▼

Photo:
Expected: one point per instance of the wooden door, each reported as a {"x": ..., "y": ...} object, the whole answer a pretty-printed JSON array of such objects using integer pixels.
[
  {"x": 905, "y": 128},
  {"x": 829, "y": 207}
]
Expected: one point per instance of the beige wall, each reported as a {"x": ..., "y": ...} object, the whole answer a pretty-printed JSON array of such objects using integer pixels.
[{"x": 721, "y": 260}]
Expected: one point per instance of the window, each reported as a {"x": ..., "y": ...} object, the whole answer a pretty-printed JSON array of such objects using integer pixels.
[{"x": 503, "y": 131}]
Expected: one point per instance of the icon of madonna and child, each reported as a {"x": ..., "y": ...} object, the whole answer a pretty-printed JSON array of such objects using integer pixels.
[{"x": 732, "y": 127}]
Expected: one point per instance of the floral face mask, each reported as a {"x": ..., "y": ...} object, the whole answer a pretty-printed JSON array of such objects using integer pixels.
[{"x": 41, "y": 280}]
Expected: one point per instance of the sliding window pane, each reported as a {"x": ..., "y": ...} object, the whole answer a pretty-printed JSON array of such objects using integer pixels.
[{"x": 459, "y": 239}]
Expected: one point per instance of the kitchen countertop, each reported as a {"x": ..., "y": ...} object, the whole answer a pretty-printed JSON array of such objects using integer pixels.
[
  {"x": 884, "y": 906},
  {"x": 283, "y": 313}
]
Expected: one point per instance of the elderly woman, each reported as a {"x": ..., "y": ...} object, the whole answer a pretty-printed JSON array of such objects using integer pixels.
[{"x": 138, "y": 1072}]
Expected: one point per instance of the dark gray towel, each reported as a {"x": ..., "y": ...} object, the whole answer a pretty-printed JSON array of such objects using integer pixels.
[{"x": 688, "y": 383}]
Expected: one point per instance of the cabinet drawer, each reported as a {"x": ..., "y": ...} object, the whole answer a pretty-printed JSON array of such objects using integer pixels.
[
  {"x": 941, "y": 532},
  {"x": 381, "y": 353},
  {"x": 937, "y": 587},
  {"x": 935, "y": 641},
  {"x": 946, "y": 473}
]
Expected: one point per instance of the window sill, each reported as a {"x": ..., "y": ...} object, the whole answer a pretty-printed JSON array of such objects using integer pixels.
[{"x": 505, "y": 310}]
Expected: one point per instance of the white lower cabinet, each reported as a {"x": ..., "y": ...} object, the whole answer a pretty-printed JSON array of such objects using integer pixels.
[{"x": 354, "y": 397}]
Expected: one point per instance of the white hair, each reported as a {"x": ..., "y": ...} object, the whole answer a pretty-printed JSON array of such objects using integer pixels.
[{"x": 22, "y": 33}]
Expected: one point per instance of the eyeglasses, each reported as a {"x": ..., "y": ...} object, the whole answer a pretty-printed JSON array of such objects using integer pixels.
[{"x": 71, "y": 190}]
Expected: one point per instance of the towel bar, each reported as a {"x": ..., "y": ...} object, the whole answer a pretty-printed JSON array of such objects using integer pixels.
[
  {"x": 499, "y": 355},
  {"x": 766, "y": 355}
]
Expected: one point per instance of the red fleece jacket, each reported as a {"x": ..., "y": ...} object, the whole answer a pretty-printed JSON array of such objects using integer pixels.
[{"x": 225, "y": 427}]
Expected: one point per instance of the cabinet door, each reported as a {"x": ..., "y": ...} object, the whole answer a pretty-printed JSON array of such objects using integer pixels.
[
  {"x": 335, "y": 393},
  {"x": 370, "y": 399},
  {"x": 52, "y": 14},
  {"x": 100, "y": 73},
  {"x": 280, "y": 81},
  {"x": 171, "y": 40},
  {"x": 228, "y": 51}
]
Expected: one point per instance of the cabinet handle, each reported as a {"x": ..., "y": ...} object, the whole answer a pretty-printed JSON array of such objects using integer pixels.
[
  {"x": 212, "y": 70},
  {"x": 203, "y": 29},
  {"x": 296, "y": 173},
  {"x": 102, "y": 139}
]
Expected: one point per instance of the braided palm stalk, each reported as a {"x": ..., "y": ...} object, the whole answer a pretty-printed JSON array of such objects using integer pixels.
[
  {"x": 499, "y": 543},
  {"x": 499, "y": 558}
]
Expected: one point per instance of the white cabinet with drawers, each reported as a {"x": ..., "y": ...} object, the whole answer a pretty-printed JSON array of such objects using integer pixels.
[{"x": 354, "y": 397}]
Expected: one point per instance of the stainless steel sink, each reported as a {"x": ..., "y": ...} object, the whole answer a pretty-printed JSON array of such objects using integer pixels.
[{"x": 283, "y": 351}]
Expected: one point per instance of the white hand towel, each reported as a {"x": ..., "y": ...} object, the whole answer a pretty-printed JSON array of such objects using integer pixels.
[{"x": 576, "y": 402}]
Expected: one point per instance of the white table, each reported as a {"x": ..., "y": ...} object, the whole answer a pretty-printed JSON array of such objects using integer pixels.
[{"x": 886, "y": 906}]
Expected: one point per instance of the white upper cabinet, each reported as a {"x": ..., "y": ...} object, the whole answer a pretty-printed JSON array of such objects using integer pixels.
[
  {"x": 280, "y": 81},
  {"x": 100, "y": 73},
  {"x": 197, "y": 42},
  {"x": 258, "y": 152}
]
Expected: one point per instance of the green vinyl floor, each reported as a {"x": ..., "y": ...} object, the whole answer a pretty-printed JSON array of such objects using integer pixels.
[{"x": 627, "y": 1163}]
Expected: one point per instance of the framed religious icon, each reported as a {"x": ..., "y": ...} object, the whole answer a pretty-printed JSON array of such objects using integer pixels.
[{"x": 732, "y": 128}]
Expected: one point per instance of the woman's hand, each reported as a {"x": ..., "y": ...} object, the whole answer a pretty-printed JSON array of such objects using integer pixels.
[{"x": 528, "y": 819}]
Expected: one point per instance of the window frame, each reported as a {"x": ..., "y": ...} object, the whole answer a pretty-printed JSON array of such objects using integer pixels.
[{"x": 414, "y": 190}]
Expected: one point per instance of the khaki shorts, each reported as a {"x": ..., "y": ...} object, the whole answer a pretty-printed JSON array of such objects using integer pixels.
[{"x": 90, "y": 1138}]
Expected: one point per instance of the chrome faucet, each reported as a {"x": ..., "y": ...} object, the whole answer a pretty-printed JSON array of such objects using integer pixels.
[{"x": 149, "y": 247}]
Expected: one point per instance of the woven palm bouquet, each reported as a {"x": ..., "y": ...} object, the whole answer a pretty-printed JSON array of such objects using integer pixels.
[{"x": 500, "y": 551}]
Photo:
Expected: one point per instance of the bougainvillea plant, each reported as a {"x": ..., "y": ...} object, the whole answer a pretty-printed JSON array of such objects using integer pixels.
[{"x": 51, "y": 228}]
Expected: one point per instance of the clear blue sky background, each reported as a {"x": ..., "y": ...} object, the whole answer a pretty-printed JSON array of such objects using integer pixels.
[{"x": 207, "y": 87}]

▲

The request
Repeat the lines from the one containing "Expected: one point per instance of the khaki" through the end of the listing, exactly and without any other lines; both ends are included.

Result for this exercise
Expected: one point per instance of the khaki shorts, each reported as a {"x": ..., "y": ...} object, the whole answer a pretty-printed JSON array of such objects using integer pixels.
[{"x": 90, "y": 1138}]
Expected: one point per instance of the chrome faucet, each reported as a {"x": ..., "y": ...} object, the whole answer a pretty-printed JSON array of such objects using integer pixels.
[{"x": 149, "y": 247}]
Expected: one point per instance of the woven palm bouquet, each reported as a {"x": ..., "y": ...} object, the whole answer a pretty-printed JSON array of such objects using integer pixels.
[{"x": 500, "y": 551}]
Photo:
Expected: one point per instance of the bougainvillea plant, each reported as a {"x": ..., "y": ...} object, the whole answer a pretty-printed JSON array of such objects using integer pixels.
[{"x": 51, "y": 228}]
Expected: one point per instance of the clear blue sky background, each reported as a {"x": ..., "y": ...} object, the whole answer a pretty-printed JSON array of such objects using integer pixels.
[{"x": 207, "y": 87}]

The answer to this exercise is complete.